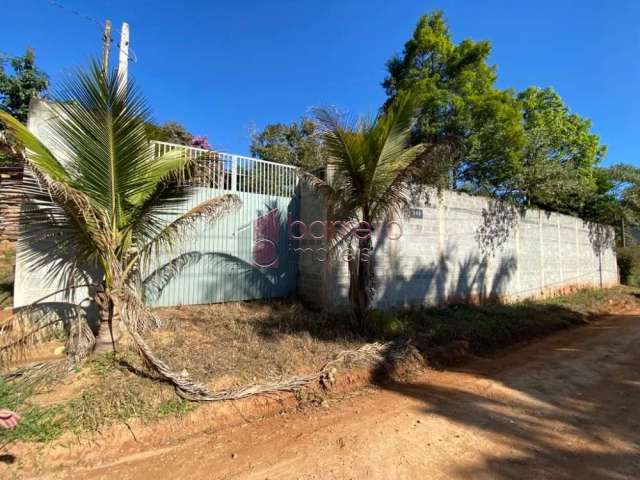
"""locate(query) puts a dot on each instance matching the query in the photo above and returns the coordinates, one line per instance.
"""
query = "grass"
(235, 344)
(38, 423)
(486, 328)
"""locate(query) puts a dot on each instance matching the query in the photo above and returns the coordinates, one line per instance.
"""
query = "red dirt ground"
(561, 408)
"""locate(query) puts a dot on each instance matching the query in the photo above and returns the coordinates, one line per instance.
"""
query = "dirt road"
(564, 407)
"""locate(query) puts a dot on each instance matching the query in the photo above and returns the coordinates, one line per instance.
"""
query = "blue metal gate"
(244, 255)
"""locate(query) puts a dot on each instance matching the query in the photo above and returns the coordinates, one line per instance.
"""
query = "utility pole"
(106, 45)
(124, 53)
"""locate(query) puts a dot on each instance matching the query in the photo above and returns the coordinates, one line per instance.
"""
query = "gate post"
(234, 173)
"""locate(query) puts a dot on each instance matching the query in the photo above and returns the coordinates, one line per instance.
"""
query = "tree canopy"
(295, 144)
(175, 132)
(527, 147)
(18, 88)
(457, 96)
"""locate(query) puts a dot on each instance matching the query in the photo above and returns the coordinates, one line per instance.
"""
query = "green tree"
(296, 144)
(616, 201)
(372, 160)
(17, 89)
(100, 210)
(456, 92)
(559, 160)
(171, 132)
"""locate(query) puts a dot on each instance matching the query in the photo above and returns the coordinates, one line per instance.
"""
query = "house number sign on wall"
(415, 213)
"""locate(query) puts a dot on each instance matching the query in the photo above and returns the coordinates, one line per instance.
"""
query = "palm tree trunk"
(109, 327)
(361, 276)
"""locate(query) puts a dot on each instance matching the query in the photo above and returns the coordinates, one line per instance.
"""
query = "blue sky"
(225, 67)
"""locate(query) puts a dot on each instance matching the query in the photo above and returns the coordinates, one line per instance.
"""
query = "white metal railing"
(237, 173)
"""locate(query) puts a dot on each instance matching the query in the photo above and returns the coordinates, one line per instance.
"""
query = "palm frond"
(36, 152)
(169, 236)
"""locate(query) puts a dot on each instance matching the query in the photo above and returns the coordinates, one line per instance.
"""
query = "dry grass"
(7, 265)
(253, 342)
(237, 343)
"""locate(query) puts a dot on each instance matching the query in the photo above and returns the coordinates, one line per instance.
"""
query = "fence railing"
(236, 173)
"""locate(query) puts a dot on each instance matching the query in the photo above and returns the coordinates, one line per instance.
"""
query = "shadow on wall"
(469, 281)
(499, 221)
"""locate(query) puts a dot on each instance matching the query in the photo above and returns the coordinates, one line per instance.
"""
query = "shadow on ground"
(571, 415)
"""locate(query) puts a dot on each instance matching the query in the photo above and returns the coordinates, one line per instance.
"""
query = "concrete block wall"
(457, 247)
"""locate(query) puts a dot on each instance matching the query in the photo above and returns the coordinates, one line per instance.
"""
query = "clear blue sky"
(224, 67)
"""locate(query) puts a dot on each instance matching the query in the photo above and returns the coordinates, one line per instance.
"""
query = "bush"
(38, 424)
(629, 264)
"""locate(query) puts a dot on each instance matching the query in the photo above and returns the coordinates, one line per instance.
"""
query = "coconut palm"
(374, 162)
(93, 211)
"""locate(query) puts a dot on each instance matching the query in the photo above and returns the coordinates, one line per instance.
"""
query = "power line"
(130, 54)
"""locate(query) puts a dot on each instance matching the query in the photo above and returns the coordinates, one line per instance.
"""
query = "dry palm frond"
(41, 322)
(171, 234)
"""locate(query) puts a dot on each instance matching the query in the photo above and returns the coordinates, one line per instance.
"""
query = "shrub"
(629, 264)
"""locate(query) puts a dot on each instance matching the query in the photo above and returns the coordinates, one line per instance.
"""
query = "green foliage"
(297, 144)
(105, 205)
(558, 169)
(457, 96)
(38, 424)
(17, 89)
(629, 265)
(373, 160)
(172, 132)
(528, 148)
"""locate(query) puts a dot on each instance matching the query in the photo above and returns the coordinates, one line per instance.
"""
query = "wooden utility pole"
(106, 45)
(124, 53)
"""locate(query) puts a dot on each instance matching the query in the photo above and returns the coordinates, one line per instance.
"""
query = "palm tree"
(93, 213)
(374, 164)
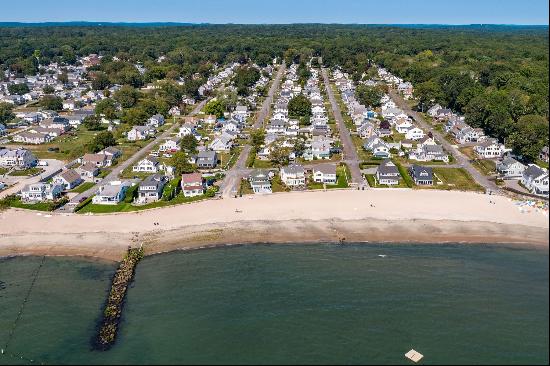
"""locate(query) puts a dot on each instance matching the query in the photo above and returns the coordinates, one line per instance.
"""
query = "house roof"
(325, 168)
(293, 169)
(88, 166)
(421, 172)
(70, 176)
(534, 171)
(94, 157)
(387, 167)
(155, 180)
(191, 178)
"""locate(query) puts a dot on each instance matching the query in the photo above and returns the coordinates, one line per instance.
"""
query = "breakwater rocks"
(108, 326)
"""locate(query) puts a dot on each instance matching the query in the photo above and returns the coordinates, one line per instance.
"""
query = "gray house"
(260, 181)
(150, 189)
(421, 175)
(510, 168)
(206, 159)
(387, 173)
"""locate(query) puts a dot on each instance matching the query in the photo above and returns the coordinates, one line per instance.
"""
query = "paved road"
(233, 176)
(349, 152)
(113, 175)
(266, 105)
(19, 182)
(461, 159)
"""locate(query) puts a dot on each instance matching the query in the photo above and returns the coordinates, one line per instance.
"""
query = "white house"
(414, 133)
(170, 145)
(222, 143)
(38, 192)
(186, 129)
(156, 121)
(19, 158)
(260, 181)
(68, 179)
(325, 173)
(490, 149)
(111, 193)
(535, 179)
(387, 173)
(151, 188)
(191, 185)
(293, 175)
(510, 168)
(140, 133)
(378, 147)
(148, 165)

********

Set down the complete material exactly, but do not include the images.

## Written answer
"""locate(query) puts a dot on each instance matching the query in the photo above and returns the coordinates, one line per instance.
"""
query = "grass"
(235, 344)
(38, 423)
(486, 328)
"""locate(query) puts a dot on each instance matching the query in the photo above and returns the coordinates, one line per instance.
"""
query = "red dirt ground"
(561, 408)
"""locate(query) puts a dot on each instance matching the query in the photo above and returns the coordinates, one line per instance.
"""
query = "dirt road"
(564, 407)
"""locate(query) puts a dot on each instance matching the query in the photo above and returns the coordinates, one line per instance.
"""
query = "blue metal gate"
(244, 255)
"""locate(query) puts a dot on each instance matching the query in the photo above and returns the coordinates, one line per instance.
"""
query = "utility pole"
(106, 45)
(124, 53)
"""locate(query) puts a dot on each instance matching the query in the photo above and returns the coordinates, one line per instance.
"""
query = "gate post"
(234, 173)
"""locate(query) puts a dot on each instance matching the query in the photo above and returns the coordinates, one line per instance.
"""
query = "tree canopy"
(295, 144)
(175, 132)
(527, 147)
(18, 88)
(457, 96)
"""locate(query) puts a dot on each instance matching the query in the photo above and returns the coordinates, one line per instance.
"""
query = "green tree"
(296, 144)
(616, 201)
(372, 160)
(17, 89)
(100, 210)
(456, 92)
(559, 160)
(171, 132)
"""locate(query) puts a dot on each instance matching the query in the photo above and returns the coordinates, one line per instance.
"""
query = "house number sign on wall"
(415, 213)
"""locate(query) puts a dot on each instance matching the query in the photo above and returns the coordinates, one line per instance.
"""
query = "palm tree trunk"
(109, 327)
(361, 276)
"""locate(query) puts a dot on each instance matching the query in the photo above and returns the coordinates, one line per instance.
"""
query = "blue sky"
(225, 67)
"""locate(query) puts a dot on each instance matching the query in the photo above and returns the coordinates, one line per instance.
"""
query = "white metal railing"
(237, 173)
"""locate(query) puts a dot on each instance matching the query in the photo above and returns the coordinates, one line per instance.
"""
query = "palm frond"
(36, 152)
(169, 236)
"""locate(query) puts a dot on each instance matching the query in the photo above and returns the coordinates, one line per instance.
"""
query = "dry grass"
(7, 265)
(253, 342)
(237, 343)
"""locate(query) puts a dot on each instance matching the query in the photo above and returns the coordinates, one line per instance.
"""
query = "fence railing"
(236, 173)
"""locate(query) puts a dot on each instance matching the query in the photo above and returns the coordinates, one line per instance.
"""
query = "shadow on wall"
(469, 281)
(499, 221)
"""locate(query) puts a dot on each instance matching the query in the photo above and returns the coordinates, one line per instance.
"""
query = "shadow on ground"
(571, 415)
"""locate(query) puts a dot on each instance matching the query in the photo above and returns the coordinates, one line per instance.
"""
query = "concrete block wall"
(457, 247)
"""locate(query) puts a dot on each instance matching the query in the photo above and returns the coordinates, one line per instance.
"""
query = "clear blue sky"
(224, 67)
"""locate(query) puts a dot on each instance matching the query in the photo above and returns the coordinates, one line per instance.
"""
query = "bush"
(38, 424)
(629, 264)
"""locate(query) puts a dot on each instance matching the query in the photo above and returns the coordinates, one line per instance.
"""
query = "coconut palm"
(374, 162)
(93, 211)
"""locate(query) puts a dot on each instance matching the query in the photo above and returns the coordinates, one line per instance.
"""
query = "power line"
(130, 54)
"""locate(query) puts a dot on each instance matching the query in the photo above and returns the coordinates, one line per instance.
"""
query = "dry palm frond"
(41, 322)
(171, 234)
"""locate(query) puts a dot on each instance matching the query in the photo above and returns the coordinates, one line per instance.
"""
query = "shrub"
(629, 264)
"""locate(query) puts a dot on each instance matching the query in the photo above and returns the coordinates, one line per instance.
"""
query = "green foliage"
(297, 144)
(105, 205)
(558, 169)
(457, 96)
(38, 424)
(17, 89)
(629, 265)
(373, 160)
(172, 132)
(528, 148)
"""locate(query) puts a dot on each instance matching the query in the photo above and returns the coordinates, one line per instance.
"""
query = "wooden utility pole"
(106, 45)
(124, 53)
"""locate(query) puts a dot on each instance matching the query in the photo above and returns the coordinates, one line per instance.
"""
query = "palm tree"
(93, 213)
(374, 164)
"""locate(query) puts a dot on each instance matching the query in the photo above and returns the coordinates, one line per instance.
"""
query = "house roof"
(325, 168)
(293, 169)
(88, 166)
(421, 172)
(70, 176)
(534, 171)
(94, 157)
(387, 167)
(155, 180)
(191, 178)
"""locate(query) puts a dot on each instance matching the query in the photo above and returns the coordinates, one line per instance.
"""
query = "breakwater rocks"
(108, 326)
"""locate(query) puts a dot on each instance matching the query in the photo above and returns the coordinates, one line per instance.
"""
query = "gray house"
(260, 181)
(150, 189)
(421, 175)
(510, 168)
(206, 159)
(387, 173)
"""locate(query) puts a dot on each instance matching the query in the photo above and returns the coordinates, one line per instance.
"""
query = "paved road"
(233, 176)
(349, 152)
(113, 175)
(266, 105)
(19, 182)
(461, 159)
"""locate(query) puts a dot on each instance matching the query in the photo above and returns the coordinates, one line per instance.
"""
query = "white house"
(414, 133)
(170, 145)
(222, 143)
(38, 192)
(186, 129)
(156, 121)
(19, 158)
(260, 181)
(68, 179)
(325, 173)
(490, 149)
(111, 193)
(535, 179)
(387, 173)
(151, 188)
(191, 185)
(293, 175)
(510, 168)
(140, 133)
(378, 147)
(148, 165)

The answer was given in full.